§ **Assignment**
Extract every record, keeping each one exactly as it is.

[Saved entries]
• • • •

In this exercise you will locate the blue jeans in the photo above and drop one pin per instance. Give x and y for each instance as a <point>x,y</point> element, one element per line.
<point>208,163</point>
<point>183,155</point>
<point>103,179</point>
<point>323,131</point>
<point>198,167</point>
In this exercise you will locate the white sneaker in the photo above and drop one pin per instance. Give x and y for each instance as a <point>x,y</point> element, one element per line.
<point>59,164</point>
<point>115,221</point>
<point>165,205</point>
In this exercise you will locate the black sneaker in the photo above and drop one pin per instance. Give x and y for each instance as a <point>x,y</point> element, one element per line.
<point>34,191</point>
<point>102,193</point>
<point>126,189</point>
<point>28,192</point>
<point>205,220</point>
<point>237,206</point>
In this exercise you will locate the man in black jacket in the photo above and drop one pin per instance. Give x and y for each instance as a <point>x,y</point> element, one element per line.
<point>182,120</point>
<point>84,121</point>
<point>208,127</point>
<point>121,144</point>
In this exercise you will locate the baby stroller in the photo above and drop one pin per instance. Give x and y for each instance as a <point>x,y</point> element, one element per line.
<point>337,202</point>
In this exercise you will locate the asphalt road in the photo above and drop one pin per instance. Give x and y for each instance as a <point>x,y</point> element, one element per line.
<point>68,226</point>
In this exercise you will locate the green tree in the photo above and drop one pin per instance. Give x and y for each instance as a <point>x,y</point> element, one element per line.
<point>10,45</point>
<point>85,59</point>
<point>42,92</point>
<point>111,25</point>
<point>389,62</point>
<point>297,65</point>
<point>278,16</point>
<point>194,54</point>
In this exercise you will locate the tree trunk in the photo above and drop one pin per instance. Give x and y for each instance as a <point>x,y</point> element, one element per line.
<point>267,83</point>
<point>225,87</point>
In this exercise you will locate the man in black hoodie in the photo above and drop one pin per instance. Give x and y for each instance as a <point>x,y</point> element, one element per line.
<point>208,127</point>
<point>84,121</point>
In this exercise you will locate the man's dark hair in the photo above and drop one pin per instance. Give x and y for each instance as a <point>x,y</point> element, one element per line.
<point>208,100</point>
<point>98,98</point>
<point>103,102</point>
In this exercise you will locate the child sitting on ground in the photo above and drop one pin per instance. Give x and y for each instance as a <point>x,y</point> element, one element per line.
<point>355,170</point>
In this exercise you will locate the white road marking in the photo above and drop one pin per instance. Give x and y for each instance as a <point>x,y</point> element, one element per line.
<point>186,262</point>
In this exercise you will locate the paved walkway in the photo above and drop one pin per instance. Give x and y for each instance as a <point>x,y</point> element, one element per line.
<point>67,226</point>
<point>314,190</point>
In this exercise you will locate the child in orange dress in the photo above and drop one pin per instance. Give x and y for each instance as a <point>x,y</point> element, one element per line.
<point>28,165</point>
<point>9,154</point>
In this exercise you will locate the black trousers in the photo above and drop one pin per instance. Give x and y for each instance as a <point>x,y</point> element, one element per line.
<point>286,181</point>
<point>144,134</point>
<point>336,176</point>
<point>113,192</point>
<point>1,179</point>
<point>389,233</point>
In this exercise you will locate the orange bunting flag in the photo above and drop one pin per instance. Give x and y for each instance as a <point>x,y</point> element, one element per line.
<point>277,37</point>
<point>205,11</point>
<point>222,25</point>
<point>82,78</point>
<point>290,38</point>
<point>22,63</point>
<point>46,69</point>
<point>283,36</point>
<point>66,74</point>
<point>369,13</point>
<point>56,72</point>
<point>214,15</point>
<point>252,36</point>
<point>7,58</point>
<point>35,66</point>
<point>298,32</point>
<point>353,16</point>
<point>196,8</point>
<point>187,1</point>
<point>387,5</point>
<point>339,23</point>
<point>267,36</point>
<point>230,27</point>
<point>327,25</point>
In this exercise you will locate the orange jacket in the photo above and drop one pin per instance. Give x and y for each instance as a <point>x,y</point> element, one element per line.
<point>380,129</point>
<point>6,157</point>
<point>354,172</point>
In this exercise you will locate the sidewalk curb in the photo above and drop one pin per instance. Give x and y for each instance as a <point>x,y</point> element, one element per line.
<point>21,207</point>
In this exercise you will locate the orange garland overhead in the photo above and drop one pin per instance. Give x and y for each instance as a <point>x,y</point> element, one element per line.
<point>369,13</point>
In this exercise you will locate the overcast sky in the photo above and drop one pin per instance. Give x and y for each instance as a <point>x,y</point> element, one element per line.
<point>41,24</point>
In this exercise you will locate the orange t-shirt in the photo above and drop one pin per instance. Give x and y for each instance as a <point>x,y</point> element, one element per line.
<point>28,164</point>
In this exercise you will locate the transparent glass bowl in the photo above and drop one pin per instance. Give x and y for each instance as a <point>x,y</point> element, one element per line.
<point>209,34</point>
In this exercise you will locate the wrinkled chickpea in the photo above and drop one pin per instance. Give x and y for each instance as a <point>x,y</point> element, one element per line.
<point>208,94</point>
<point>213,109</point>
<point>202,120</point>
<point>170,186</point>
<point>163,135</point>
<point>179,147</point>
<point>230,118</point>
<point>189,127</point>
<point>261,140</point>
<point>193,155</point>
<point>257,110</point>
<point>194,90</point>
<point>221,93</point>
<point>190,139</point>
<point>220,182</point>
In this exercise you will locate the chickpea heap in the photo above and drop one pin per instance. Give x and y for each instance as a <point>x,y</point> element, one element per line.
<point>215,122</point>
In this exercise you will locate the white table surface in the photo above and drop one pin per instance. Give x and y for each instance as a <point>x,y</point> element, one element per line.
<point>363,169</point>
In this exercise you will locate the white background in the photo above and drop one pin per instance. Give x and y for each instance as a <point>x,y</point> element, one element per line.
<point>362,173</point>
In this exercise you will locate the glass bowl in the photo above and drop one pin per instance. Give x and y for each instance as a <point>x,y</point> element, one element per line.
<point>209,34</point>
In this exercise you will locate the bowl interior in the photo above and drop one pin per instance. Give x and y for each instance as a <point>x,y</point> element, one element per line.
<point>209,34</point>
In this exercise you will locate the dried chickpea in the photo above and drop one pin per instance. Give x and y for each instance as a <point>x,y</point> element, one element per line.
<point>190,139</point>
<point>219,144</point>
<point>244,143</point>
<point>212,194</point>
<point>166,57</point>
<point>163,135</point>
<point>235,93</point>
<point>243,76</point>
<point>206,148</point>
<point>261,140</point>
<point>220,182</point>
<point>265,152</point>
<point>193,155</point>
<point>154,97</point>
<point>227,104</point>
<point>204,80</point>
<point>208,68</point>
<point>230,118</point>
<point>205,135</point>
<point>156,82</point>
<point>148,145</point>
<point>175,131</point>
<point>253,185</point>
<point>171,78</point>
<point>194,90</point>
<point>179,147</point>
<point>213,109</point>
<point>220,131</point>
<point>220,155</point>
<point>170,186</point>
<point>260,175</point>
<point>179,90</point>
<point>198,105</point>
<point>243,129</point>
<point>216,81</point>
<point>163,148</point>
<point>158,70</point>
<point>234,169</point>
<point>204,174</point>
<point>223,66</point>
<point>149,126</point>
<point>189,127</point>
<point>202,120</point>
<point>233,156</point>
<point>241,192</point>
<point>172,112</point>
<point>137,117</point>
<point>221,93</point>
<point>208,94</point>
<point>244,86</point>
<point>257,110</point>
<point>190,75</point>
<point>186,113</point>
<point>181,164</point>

• • • •

§ **Reply**
In this exercise you will locate the blue jeans in the photo above and drop one pin per instance. Give x and y for each instance as a <point>x,y</point> element, one element per line.
<point>208,163</point>
<point>183,155</point>
<point>103,179</point>
<point>323,131</point>
<point>198,167</point>
In this exercise you will locate the white sneaker in the photo above and drop one pin per instance. Give x and y for each instance as a <point>x,y</point> element, one element per line.
<point>59,164</point>
<point>115,221</point>
<point>165,205</point>
In this exercise you will locate the black sneaker in the photo above and drop one pin per instance. Give x and y for each instance as a <point>x,y</point> element, one element per line.
<point>34,191</point>
<point>102,193</point>
<point>126,189</point>
<point>28,192</point>
<point>205,220</point>
<point>237,206</point>
In this exercise you will locate the man in black jacket in the photo above and drop one pin per instance. Give x and y for each instance as a <point>x,y</point> element, one element per line.
<point>182,120</point>
<point>84,121</point>
<point>208,127</point>
<point>121,144</point>
In this exercise you will locate the baby stroller in the photo above and drop one pin per instance. Give x and y for each instance as a <point>x,y</point> element, one element per line.
<point>337,202</point>
In this exercise you will locate the asphalt road in the photo above and drop one pin per instance. Give x and y for each instance as a <point>x,y</point> element, one element per line.
<point>68,226</point>
In this exercise you will locate the green tree in the photo above and drop one pin per instance. Give x and y for each instance as a <point>x,y</point> element, one element per line.
<point>10,45</point>
<point>85,59</point>
<point>42,92</point>
<point>111,25</point>
<point>389,62</point>
<point>297,65</point>
<point>278,16</point>
<point>194,54</point>
In this exercise you will locate the tree trunk in the photo above and drop one pin per instance. Give x and y for each instance as a <point>x,y</point> element, one element per line.
<point>267,83</point>
<point>225,87</point>
In this exercise you will locate the man in black hoodie in the photo above and drop one pin per instance. Give x and y for each instance as a <point>x,y</point> element, one element per line.
<point>208,127</point>
<point>84,121</point>
In this exercise you will locate the man's dark hair in the photo above and drop one pin per instance. Give x and y for each instance as a <point>x,y</point> element, one element per line.
<point>208,100</point>
<point>98,98</point>
<point>103,102</point>
In this exercise you will locate the child sitting on ground in the photo above and drop one pin per instance. Give x and y for each instance as a <point>x,y</point> element, one element per line.
<point>355,170</point>
In this exercise you will locate the white road marking in the photo above and drop one pin per instance. Give x and y for each instance as a <point>x,y</point> element, one element per line.
<point>186,262</point>
In this exercise you will locate the paved walkway in the photo above and drop one pin per instance. Give x and y for each instance as a <point>x,y</point> element, one element per line.
<point>67,226</point>
<point>314,190</point>
In this exercise you will locate the child in orange dress in the photo above and drop one pin per instance. Give x and y for each instance as a <point>x,y</point> element, one element per line.
<point>28,165</point>
<point>9,154</point>
In this exercise you will locate the black trousers in the photo above and drop one pin per instance. Give x and y for each instance as a <point>x,y</point> element, one element per line.
<point>286,181</point>
<point>144,134</point>
<point>336,176</point>
<point>113,192</point>
<point>1,179</point>
<point>389,233</point>
In this exercise you will locate the orange bunting flag in the photo above and drop one pin per instance. Give x and y for each instance as a <point>x,y</point> element, one element per line.
<point>277,37</point>
<point>205,11</point>
<point>222,25</point>
<point>82,78</point>
<point>290,38</point>
<point>22,63</point>
<point>46,69</point>
<point>283,36</point>
<point>66,74</point>
<point>369,13</point>
<point>56,72</point>
<point>214,15</point>
<point>252,36</point>
<point>7,58</point>
<point>35,66</point>
<point>298,32</point>
<point>353,16</point>
<point>196,8</point>
<point>187,1</point>
<point>387,5</point>
<point>339,23</point>
<point>267,36</point>
<point>230,27</point>
<point>327,25</point>
In this exercise you will locate the orange jacket in the photo above and drop one pin per instance. Give x and y for each instance as a <point>x,y</point> element, one element per line.
<point>380,129</point>
<point>6,157</point>
<point>354,172</point>
In this exercise you will locate the sidewalk curb in the photo above and drop one pin per instance. Give x and y for each instance as a <point>x,y</point> element, one element per line.
<point>21,207</point>
In this exercise you will locate the orange garland overhead in the photo above and drop one pin per instance. Give x and y for each instance as a <point>x,y</point> element, one element per line.
<point>369,13</point>
In this exercise you will locate the overcast sky in the photo above and drop one pin per instance. Give x and y for each instance as a <point>x,y</point> element, one element per line.
<point>41,24</point>
In this exercise you will locate the orange t-shirt in the photo above and drop one pin per instance. Give x and y for each instance as a <point>x,y</point> element, one element per line.
<point>28,164</point>
In this exercise you will locate the transparent glass bowl in the photo above and drop one pin per instance. Give x and y for each instance as a <point>x,y</point> element, one element per line.
<point>209,34</point>
In this exercise you will locate the wrinkled chickpea in the photo above and drop one pin per instance. Give x and y for each instance as a <point>x,y</point> element, one element per line.
<point>208,94</point>
<point>213,109</point>
<point>202,120</point>
<point>170,186</point>
<point>163,135</point>
<point>179,147</point>
<point>230,118</point>
<point>189,127</point>
<point>261,140</point>
<point>193,155</point>
<point>257,110</point>
<point>194,90</point>
<point>221,93</point>
<point>190,139</point>
<point>220,182</point>
In this exercise you will locate the chickpea heap in the photo above and drop one pin per instance. Give x and y for each instance as a <point>x,y</point> element, one element per line.
<point>215,122</point>
In this exercise you will locate the white table surface in the photo above and drop one pin per instance. Give x and y for each instance as a <point>x,y</point> element, one element per line.
<point>363,169</point>
In this exercise you will locate the white background in the photo above and drop one pin per instance. Give x and y for each instance as a <point>x,y</point> element, one element per line.
<point>362,173</point>
In this exercise you will locate the glass bowl in the photo above and drop one pin per instance. Give x and y for each instance as a <point>x,y</point> element, one element per line.
<point>209,34</point>
In this exercise you will locate the bowl interior in the photo above and drop one pin per instance. Give x and y for each instance as a <point>x,y</point> element, one element per line.
<point>209,34</point>
In this exercise you will locate the dried chickpea in the photo above and drop one pin per instance. Give x and y for each instance as a <point>x,y</point> element, one element per line.
<point>190,139</point>
<point>219,144</point>
<point>244,143</point>
<point>212,194</point>
<point>166,57</point>
<point>163,135</point>
<point>235,93</point>
<point>243,76</point>
<point>206,148</point>
<point>261,140</point>
<point>220,182</point>
<point>265,152</point>
<point>193,155</point>
<point>154,97</point>
<point>227,104</point>
<point>204,80</point>
<point>208,68</point>
<point>230,118</point>
<point>205,135</point>
<point>156,82</point>
<point>148,145</point>
<point>175,131</point>
<point>253,185</point>
<point>171,78</point>
<point>194,90</point>
<point>179,147</point>
<point>213,109</point>
<point>220,131</point>
<point>220,155</point>
<point>170,186</point>
<point>260,175</point>
<point>179,90</point>
<point>198,105</point>
<point>243,129</point>
<point>216,81</point>
<point>163,148</point>
<point>158,70</point>
<point>234,169</point>
<point>204,174</point>
<point>223,66</point>
<point>149,126</point>
<point>189,127</point>
<point>202,120</point>
<point>233,156</point>
<point>241,192</point>
<point>172,112</point>
<point>137,117</point>
<point>221,93</point>
<point>208,94</point>
<point>244,86</point>
<point>257,110</point>
<point>190,75</point>
<point>186,113</point>
<point>181,164</point>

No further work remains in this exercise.